====== Document source ======

Bonjour Manon. Nous te remercions d’avoir accepté notre demande d’entretien. Le Strass fait parler de lui, la prostitution fait parler d’elle. Les réseaux sociaux fourmillent de « pour » et « contre », la polémique n’étant jamais loin dans la plupart des cas. Pour ainsi dire, symboliquement on en vient souvent aux mains.

Nul n’ignore que pour une partie des groupes transidentitaires, la question de la prostitution est importante et ne doit pas être éludée ni être stigmatisée par avance. La position est en résumé : « Nulle crainte, nous savons que c’est une réalité de nos groupes, une réalité qu’on ne peut éluder au risque de reproduire involontairement à notre tour des stigmatisations et des discriminations à ne pas y prendre garde ».

Pour en revenir au Strass, nous avons donc des questions à vous poser et probablement de votre côté « des choses à nous dire » sachant qu’on ne va pas entrer dans le détail mais tacher d’avoir une vision globale des enjeux qui sont les vôtres.

 

ODT Peux tu nous rappeler les origines du Strass ?

Manon – Comme on peut le lire sur le site[1], le STRASS ou Syndicat du TRAvail Sexuel existe depuis 2009 en France. Il a été créé par des travailleurSEs du sexe lors des Assises européennes de la prostitution qui se tenaient alors à Paris ; y étaient rassembléEs des travailleurSEs du sexe, rejointEs par des juristes, des travailleurs sociaux, des sociologues, etc.

ODT Si l’on devait rappeler le contexte des « lois Sarkozy », l’expression « chasse aux putes » ne semble pas dénué de sens. On sait qu’en repoussant la prostitution loin des grands axes on a précarisé la situation des personnes en situation de prostitution qu’elles soit subie comme pour les femmes exploitées et violentées par proxénètes et réseaux criminels ou choisie en tant que métier comme pour les travailleurs et travailleuses du sexe. Provoquons : « cette chasse aux putes » pour l’ordre moral, pour une société conservatrice ? Est-ce que tout a débuté avec les lois dites Sarkozy ?

====== Données enregistrées ======

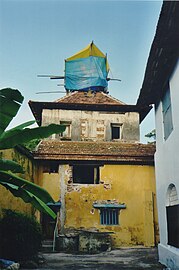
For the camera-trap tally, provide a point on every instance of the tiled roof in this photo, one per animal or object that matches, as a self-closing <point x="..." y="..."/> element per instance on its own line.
<point x="80" y="97"/>
<point x="95" y="151"/>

======

**Exercices à traiter**
(1) Recopiez fidèlement le passage de l'entretien sur le Strass qui commence par les mots contenant « Nul n’ignore que » et se termine par « origines du Strass ? ».
(2) Répondez aux questions suivantes à partir de l'entretien sur le Strass.
(a) Selon l'introduction, de quoi les réseaux sociaux fourmillent-ils ?
(b) Depuis quelle année le STRASS existe-t-il en France ?
(c) Quelle expression est employée à propos du contexte des « lois Sarkozy » ?
Le matériel n'a ici aucune utilité.

**Corrigé des exercices**
(1)
Nul n’ignore que pour une partie des groupes transidentitaires, la question de la prostitution est importante et ne doit pas être éludée ni être stigmatisée par avance. La position est en résumé : « Nulle crainte, nous savons que c’est une réalité de nos groupes, une réalité qu’on ne peut éluder au risque de reproduire involontairement à notre tour des stigmatisations et des discriminations à ne pas y prendre garde ».

Pour en revenir au Strass, nous avons donc des questions à vous poser et probablement de votre côté « des choses à nous dire » sachant qu’on ne va pas entrer dans le détail mais tacher d’avoir une vision globale des enjeux qui sont les vôtres.

 

ODT Peux tu nous rappeler les origines du Strass ?

(2)
(a) Ils fourmillent de « pour » et « contre ».
(b) Depuis 2009.
(c) L'expression « chasse aux putes ».